**DIRECTIVE A**
In the course page below, rewrite the paragraph beginning "Peruse research papers from the past 5 years" as a short bulleted list that keeps its main facts.

**ARTICLE**
Great site for notes and tutorials.

Andrew Moore, CMU professor and Google employee, has a slew of very useful notes on his site, including some great slides covering SVM material.

Speech Recognition and HMMs

Here is a chapter for a mild introduction to speech recognition and HMMs, written by yours truly.

Nice Summary of Topics of Recent Consideration

You may find this document by Seong-Wook Joo to be a useful summary of some recent topics.

Test Two

Here is test two.

Final Project

The final project will involve two parts which may be related:

1) The first part includes a research project, paper, and presentation.

2) The second part includes locating or collecting problem-specific data and building a system using PR techniques to achieve a specified goal.

Peruse research papers from the past 5 years for major IEEE or ACM pattern-recognition-related conferences such as CVPR or ICPR or related journals such as PAMI. (Most conferences from the past few years still have their program with paper titles online — such as here (rough place for a conference, by the way).  You can also use the ACM Portal or IEEE Digital Library through our library).

**DIRECTIVE B**
Extract every line of the records below that contains the string "bicycle".

**DATASET ENTRIES**

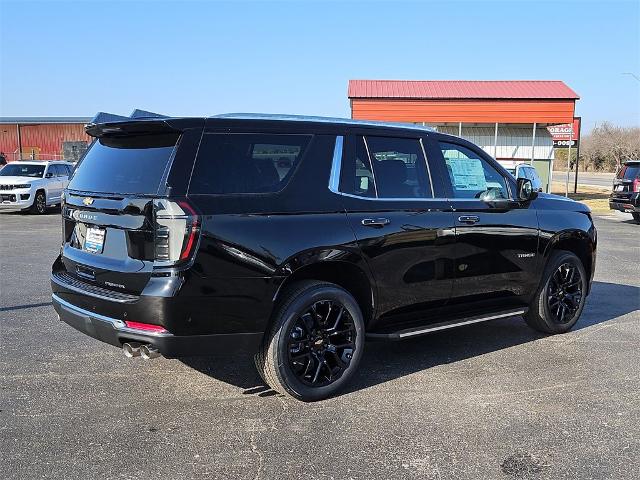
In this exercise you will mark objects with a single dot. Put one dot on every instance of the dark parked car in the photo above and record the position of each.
(625, 195)
(190, 236)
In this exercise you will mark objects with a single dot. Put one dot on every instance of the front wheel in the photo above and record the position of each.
(560, 299)
(315, 343)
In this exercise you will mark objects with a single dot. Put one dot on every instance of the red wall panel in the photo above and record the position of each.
(46, 138)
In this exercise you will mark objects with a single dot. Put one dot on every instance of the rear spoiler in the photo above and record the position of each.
(140, 121)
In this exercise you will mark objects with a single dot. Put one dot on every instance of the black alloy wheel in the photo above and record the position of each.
(315, 343)
(321, 343)
(564, 293)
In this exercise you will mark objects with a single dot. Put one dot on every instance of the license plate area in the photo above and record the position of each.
(94, 240)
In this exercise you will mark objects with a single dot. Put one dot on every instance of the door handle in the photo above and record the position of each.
(375, 222)
(468, 219)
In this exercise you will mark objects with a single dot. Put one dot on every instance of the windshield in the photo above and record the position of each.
(134, 164)
(22, 170)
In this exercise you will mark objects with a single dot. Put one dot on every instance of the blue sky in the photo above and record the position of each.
(202, 58)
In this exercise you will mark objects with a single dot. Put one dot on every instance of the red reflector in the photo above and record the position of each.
(147, 327)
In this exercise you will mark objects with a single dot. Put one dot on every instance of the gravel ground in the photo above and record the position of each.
(495, 400)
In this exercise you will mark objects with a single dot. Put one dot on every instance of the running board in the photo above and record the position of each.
(422, 330)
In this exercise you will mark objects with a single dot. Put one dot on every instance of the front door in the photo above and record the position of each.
(496, 260)
(405, 235)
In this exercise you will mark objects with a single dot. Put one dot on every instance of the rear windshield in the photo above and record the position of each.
(246, 163)
(125, 165)
(629, 171)
(22, 170)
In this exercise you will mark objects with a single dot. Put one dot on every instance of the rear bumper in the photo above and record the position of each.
(115, 332)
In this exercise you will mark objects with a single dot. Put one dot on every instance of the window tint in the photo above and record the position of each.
(399, 168)
(356, 177)
(134, 164)
(471, 175)
(246, 163)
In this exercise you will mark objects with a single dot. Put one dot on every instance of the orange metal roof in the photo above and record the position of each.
(461, 89)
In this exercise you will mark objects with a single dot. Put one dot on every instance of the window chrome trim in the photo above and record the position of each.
(330, 120)
(336, 165)
(426, 161)
(373, 170)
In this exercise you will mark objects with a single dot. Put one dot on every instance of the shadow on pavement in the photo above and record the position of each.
(385, 361)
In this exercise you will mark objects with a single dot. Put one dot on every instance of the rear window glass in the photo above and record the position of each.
(125, 165)
(22, 170)
(246, 163)
(629, 171)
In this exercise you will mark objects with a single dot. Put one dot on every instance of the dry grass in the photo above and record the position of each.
(596, 198)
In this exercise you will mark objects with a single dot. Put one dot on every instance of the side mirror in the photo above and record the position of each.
(525, 190)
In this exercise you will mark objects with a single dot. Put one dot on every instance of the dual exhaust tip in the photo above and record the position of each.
(132, 350)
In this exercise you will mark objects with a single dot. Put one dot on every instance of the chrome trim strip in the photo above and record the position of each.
(468, 322)
(336, 165)
(373, 170)
(426, 161)
(115, 323)
(89, 293)
(305, 118)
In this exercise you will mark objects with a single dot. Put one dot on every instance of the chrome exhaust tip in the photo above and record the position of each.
(148, 352)
(131, 350)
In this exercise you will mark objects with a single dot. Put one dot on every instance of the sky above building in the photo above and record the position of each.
(201, 58)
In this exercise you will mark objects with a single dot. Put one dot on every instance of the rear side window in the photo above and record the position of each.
(133, 164)
(246, 163)
(630, 171)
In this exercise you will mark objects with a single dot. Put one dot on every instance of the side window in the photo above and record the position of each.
(399, 168)
(356, 176)
(471, 175)
(246, 163)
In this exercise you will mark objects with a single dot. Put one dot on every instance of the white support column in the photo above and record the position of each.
(533, 142)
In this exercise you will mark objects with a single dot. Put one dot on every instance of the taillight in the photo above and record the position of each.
(176, 231)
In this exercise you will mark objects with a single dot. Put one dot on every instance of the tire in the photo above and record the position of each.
(315, 343)
(39, 206)
(560, 299)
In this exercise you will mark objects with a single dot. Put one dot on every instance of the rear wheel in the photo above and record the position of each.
(316, 341)
(560, 299)
(39, 206)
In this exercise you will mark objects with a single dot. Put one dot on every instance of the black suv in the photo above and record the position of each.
(297, 238)
(625, 195)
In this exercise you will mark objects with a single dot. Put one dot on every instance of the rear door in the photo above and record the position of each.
(496, 237)
(111, 211)
(405, 235)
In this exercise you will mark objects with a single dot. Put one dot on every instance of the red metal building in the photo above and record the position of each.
(43, 138)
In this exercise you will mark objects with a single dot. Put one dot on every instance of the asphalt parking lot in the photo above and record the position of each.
(495, 400)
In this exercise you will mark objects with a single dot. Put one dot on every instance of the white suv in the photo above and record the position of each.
(33, 185)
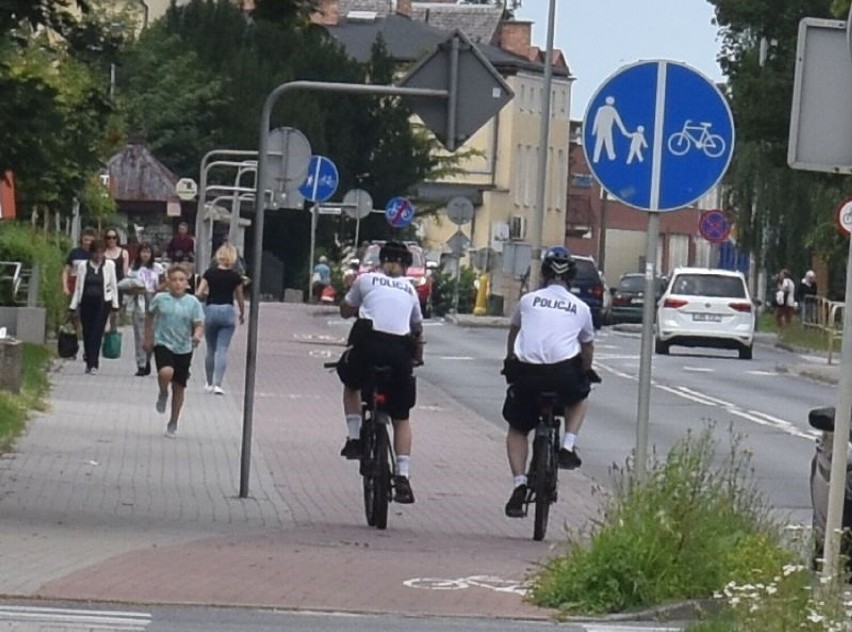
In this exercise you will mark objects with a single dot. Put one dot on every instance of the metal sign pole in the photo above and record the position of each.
(837, 480)
(644, 408)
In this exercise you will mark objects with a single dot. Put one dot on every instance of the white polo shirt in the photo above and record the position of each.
(391, 303)
(553, 324)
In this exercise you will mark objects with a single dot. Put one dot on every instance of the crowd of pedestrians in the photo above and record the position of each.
(102, 283)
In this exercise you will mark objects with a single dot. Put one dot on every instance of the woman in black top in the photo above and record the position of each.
(221, 286)
(96, 296)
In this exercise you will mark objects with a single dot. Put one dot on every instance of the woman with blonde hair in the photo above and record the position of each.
(221, 286)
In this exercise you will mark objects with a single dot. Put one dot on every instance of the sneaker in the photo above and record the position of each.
(515, 507)
(402, 490)
(162, 398)
(569, 459)
(352, 449)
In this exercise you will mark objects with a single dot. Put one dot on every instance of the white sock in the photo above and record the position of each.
(353, 423)
(403, 465)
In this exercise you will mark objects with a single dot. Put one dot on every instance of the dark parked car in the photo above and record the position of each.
(589, 287)
(823, 419)
(628, 297)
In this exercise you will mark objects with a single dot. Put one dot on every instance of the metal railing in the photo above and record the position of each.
(826, 316)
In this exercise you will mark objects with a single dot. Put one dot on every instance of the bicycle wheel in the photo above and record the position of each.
(543, 485)
(381, 478)
(679, 143)
(714, 146)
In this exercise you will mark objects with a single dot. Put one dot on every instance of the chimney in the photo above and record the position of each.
(515, 36)
(328, 13)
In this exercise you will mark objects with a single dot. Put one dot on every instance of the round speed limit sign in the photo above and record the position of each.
(844, 217)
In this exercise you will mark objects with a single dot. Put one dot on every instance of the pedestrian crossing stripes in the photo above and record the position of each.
(36, 619)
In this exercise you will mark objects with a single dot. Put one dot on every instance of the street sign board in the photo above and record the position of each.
(458, 243)
(186, 189)
(287, 160)
(821, 116)
(658, 135)
(844, 217)
(460, 210)
(358, 203)
(322, 180)
(714, 226)
(399, 212)
(479, 92)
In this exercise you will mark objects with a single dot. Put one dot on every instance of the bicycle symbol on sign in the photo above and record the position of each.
(489, 582)
(697, 136)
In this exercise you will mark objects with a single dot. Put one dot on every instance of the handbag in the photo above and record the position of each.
(67, 344)
(112, 345)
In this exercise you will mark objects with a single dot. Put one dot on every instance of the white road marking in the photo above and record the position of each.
(76, 619)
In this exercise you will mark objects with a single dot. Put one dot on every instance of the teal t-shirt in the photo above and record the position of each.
(175, 318)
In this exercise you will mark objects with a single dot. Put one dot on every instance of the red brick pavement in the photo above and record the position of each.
(325, 557)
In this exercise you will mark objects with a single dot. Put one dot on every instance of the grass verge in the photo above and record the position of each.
(14, 409)
(692, 525)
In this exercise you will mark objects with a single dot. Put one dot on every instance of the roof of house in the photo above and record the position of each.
(409, 40)
(136, 175)
(478, 21)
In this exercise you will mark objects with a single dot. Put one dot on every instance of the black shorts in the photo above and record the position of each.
(180, 362)
(567, 379)
(381, 349)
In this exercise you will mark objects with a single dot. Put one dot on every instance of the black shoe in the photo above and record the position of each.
(515, 506)
(569, 459)
(352, 449)
(402, 490)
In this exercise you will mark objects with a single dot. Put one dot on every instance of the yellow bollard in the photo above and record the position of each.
(482, 297)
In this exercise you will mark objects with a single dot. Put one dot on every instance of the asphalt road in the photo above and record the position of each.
(58, 617)
(690, 389)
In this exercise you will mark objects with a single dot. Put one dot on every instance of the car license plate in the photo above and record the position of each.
(707, 318)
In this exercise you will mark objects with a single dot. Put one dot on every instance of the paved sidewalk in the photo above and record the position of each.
(96, 504)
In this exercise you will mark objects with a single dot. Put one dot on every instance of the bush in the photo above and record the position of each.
(18, 242)
(443, 287)
(687, 529)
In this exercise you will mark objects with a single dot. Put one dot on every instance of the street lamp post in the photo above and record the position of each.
(543, 146)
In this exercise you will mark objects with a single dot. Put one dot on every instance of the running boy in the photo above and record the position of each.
(174, 326)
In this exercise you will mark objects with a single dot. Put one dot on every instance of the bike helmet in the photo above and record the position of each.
(557, 262)
(395, 251)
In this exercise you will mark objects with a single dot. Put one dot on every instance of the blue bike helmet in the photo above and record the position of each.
(557, 263)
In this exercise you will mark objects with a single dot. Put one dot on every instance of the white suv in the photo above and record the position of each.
(706, 308)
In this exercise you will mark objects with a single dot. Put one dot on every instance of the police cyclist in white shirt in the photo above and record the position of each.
(549, 348)
(388, 333)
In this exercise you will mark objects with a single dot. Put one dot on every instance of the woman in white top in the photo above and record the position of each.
(146, 275)
(95, 297)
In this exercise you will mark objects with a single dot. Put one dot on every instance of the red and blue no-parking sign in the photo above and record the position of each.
(714, 226)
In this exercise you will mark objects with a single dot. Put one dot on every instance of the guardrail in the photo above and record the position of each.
(10, 277)
(827, 316)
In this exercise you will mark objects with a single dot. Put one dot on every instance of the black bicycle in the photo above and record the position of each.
(542, 477)
(377, 463)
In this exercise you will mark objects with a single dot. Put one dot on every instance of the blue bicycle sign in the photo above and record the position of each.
(698, 136)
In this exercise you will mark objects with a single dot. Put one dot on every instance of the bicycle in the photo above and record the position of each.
(713, 145)
(377, 463)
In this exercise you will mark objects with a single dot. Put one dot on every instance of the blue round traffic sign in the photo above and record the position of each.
(322, 180)
(658, 135)
(399, 212)
(714, 226)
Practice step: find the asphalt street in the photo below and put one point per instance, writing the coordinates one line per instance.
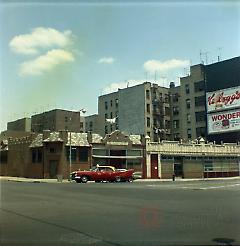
(139, 213)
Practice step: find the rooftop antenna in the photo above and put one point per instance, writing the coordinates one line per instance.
(146, 74)
(163, 78)
(219, 54)
(201, 59)
(206, 55)
(155, 76)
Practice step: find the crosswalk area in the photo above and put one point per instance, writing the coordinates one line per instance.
(200, 185)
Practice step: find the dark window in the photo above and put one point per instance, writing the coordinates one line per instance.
(199, 86)
(176, 124)
(73, 153)
(200, 131)
(36, 155)
(175, 97)
(147, 94)
(148, 108)
(83, 154)
(167, 124)
(176, 110)
(116, 103)
(52, 150)
(148, 122)
(3, 158)
(200, 116)
(200, 101)
(167, 111)
(166, 99)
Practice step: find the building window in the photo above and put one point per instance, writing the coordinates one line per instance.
(36, 155)
(176, 124)
(200, 101)
(167, 124)
(188, 103)
(189, 133)
(52, 150)
(73, 153)
(148, 122)
(147, 94)
(148, 108)
(167, 111)
(199, 86)
(175, 110)
(116, 103)
(166, 98)
(83, 154)
(175, 97)
(200, 116)
(200, 131)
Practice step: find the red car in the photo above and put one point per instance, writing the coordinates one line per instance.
(103, 173)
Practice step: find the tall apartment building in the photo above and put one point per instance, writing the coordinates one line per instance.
(58, 119)
(174, 113)
(142, 109)
(188, 105)
(188, 101)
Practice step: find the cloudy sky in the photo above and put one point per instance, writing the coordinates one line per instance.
(65, 55)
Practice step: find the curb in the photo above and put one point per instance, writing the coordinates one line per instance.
(54, 181)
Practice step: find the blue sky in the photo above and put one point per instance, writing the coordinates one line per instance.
(66, 55)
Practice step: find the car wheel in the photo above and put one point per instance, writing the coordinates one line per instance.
(84, 179)
(118, 179)
(130, 180)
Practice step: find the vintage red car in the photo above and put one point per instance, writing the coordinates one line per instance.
(103, 173)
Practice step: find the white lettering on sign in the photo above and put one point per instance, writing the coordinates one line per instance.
(223, 99)
(224, 121)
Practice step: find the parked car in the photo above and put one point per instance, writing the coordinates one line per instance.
(103, 173)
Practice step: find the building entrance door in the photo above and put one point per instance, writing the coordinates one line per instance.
(154, 166)
(53, 168)
(178, 169)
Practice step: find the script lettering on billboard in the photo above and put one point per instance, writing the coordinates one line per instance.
(223, 99)
(224, 121)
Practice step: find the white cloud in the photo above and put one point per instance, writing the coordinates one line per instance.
(46, 62)
(155, 65)
(107, 60)
(113, 87)
(40, 38)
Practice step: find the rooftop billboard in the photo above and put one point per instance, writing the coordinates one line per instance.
(225, 121)
(223, 99)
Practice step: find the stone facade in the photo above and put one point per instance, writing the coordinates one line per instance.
(47, 154)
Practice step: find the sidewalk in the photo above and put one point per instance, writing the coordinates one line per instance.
(31, 180)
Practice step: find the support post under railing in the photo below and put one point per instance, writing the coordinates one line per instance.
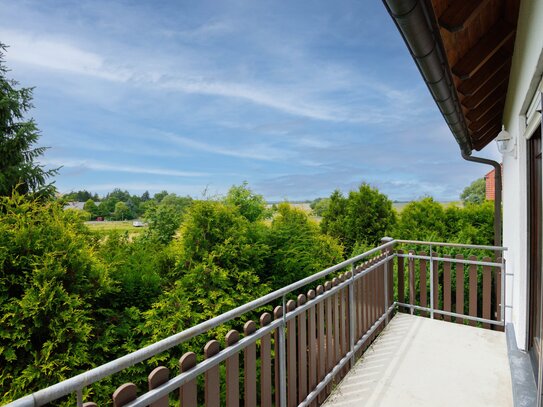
(352, 317)
(502, 294)
(431, 283)
(282, 359)
(386, 271)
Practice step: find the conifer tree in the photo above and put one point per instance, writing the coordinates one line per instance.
(18, 137)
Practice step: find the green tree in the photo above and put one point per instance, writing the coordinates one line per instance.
(51, 285)
(422, 220)
(80, 196)
(320, 206)
(18, 136)
(365, 216)
(297, 247)
(122, 211)
(220, 260)
(251, 206)
(91, 208)
(160, 195)
(145, 196)
(474, 193)
(165, 217)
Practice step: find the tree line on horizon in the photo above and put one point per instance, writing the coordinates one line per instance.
(71, 299)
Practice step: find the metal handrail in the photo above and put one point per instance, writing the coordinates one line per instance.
(459, 245)
(77, 383)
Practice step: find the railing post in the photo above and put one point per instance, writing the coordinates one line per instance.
(431, 283)
(282, 359)
(385, 240)
(352, 316)
(502, 310)
(79, 394)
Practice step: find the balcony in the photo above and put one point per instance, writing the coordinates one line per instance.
(395, 325)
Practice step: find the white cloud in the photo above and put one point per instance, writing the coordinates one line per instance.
(258, 152)
(58, 54)
(305, 98)
(100, 166)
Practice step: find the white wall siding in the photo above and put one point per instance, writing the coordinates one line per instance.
(526, 73)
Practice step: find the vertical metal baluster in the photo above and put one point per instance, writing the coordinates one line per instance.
(385, 240)
(386, 286)
(431, 284)
(79, 394)
(282, 358)
(502, 310)
(352, 316)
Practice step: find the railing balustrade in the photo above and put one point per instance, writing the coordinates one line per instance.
(294, 357)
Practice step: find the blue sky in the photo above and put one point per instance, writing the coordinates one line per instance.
(296, 98)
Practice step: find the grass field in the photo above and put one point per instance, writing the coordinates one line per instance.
(400, 205)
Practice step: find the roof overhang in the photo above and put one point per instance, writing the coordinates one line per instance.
(463, 49)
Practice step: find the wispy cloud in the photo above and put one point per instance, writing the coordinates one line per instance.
(101, 166)
(306, 98)
(259, 152)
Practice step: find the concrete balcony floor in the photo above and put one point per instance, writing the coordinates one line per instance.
(421, 362)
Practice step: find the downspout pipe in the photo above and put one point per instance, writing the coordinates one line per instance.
(497, 197)
(418, 27)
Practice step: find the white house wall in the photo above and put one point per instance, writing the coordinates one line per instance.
(526, 70)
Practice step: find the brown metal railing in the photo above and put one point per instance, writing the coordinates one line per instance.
(294, 355)
(452, 286)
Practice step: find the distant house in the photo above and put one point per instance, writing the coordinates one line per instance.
(74, 205)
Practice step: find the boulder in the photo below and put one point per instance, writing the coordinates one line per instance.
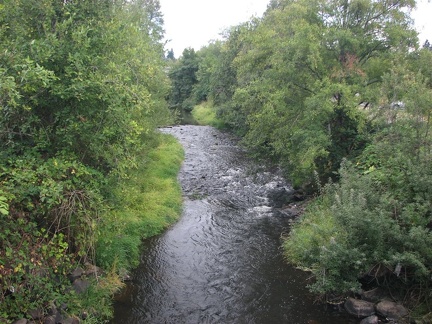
(279, 197)
(374, 295)
(359, 308)
(370, 320)
(391, 310)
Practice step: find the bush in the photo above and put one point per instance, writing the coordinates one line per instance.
(357, 225)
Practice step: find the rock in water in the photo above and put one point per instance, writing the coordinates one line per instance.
(359, 308)
(391, 310)
(370, 320)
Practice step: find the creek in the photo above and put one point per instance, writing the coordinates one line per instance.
(222, 261)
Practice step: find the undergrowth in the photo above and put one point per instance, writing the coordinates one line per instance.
(205, 114)
(144, 204)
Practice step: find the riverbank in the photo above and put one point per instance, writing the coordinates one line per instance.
(135, 207)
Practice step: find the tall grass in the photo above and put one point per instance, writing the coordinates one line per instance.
(147, 202)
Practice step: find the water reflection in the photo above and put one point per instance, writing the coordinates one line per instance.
(222, 262)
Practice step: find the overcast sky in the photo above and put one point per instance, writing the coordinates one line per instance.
(193, 23)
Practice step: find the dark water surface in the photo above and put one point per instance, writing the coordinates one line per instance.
(222, 261)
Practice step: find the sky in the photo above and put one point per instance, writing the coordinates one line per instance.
(194, 23)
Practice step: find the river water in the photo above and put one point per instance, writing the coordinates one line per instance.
(222, 261)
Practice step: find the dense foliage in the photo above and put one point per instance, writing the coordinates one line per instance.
(314, 83)
(82, 89)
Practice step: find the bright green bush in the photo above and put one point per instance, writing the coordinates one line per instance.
(143, 204)
(369, 229)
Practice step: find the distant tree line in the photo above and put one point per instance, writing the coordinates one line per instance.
(338, 93)
(82, 90)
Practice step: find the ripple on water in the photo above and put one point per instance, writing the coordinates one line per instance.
(222, 261)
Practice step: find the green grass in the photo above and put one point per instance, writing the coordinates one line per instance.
(205, 114)
(145, 204)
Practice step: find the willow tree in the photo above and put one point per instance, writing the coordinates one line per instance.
(308, 72)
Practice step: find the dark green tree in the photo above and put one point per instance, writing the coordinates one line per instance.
(183, 79)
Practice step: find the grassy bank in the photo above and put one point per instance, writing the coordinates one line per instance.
(145, 204)
(205, 114)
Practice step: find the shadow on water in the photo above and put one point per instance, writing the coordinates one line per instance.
(222, 261)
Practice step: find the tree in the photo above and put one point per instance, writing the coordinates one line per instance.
(183, 78)
(305, 72)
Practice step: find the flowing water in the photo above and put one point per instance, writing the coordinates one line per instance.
(222, 261)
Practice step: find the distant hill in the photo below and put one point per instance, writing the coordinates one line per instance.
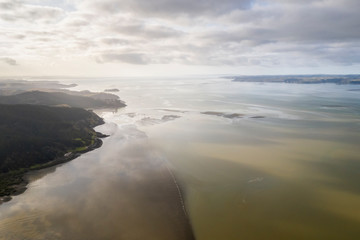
(61, 98)
(33, 135)
(301, 79)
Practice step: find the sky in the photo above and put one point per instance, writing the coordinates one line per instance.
(178, 37)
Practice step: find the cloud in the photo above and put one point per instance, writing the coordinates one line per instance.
(15, 11)
(205, 32)
(9, 61)
(168, 8)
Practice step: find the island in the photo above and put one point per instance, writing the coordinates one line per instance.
(43, 124)
(35, 136)
(300, 79)
(112, 90)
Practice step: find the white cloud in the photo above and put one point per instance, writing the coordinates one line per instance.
(278, 33)
(9, 61)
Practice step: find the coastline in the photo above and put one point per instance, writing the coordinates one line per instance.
(26, 175)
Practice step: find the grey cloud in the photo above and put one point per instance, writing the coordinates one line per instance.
(9, 61)
(170, 8)
(14, 11)
(145, 31)
(114, 41)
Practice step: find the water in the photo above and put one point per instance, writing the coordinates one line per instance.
(289, 168)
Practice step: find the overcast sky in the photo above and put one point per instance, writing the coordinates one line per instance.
(166, 37)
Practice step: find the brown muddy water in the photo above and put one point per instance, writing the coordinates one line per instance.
(271, 161)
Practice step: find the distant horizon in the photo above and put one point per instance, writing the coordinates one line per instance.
(171, 37)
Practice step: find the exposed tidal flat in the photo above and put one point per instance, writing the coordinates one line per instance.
(291, 174)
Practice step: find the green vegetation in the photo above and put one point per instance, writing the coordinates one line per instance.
(61, 98)
(34, 135)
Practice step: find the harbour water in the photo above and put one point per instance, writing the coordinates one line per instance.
(254, 161)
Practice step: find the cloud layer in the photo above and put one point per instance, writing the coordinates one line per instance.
(206, 32)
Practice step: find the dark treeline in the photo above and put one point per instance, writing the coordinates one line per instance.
(32, 135)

**TASK RESPONSE A**
- Look through research papers from the past 5 years from major IEEE or ACM pattern-recognition-related conferences, such as CVPR or ICPR, or from related journals such as PAMI.
- Most conferences from the past few years still have their programs, with paper titles, online.
- The ACM Portal and the IEEE Digital Library are also available through the library.

**TASK RESPONSE B**
In this exercise you will mark objects with a single dot. Put one dot on every instance of the bicycle wheel in the photo above and record the position of each.
In this exercise you will mark objects with a single dot. Put one dot on every instance of the bicycle symbol on sign in the photo above and record the position of each.
In this exercise you will mark objects with a single dot. Put one dot on every instance of the black bicycle in the photo above and record the position of each.
In this exercise you will mark objects with a single dot. Put one dot on every instance of the blue bicycle sign in the photo above and record the position of each.
In this exercise you will mark objects with a single dot. Put one dot on every instance of the bicycle in the photo above and record the position of each.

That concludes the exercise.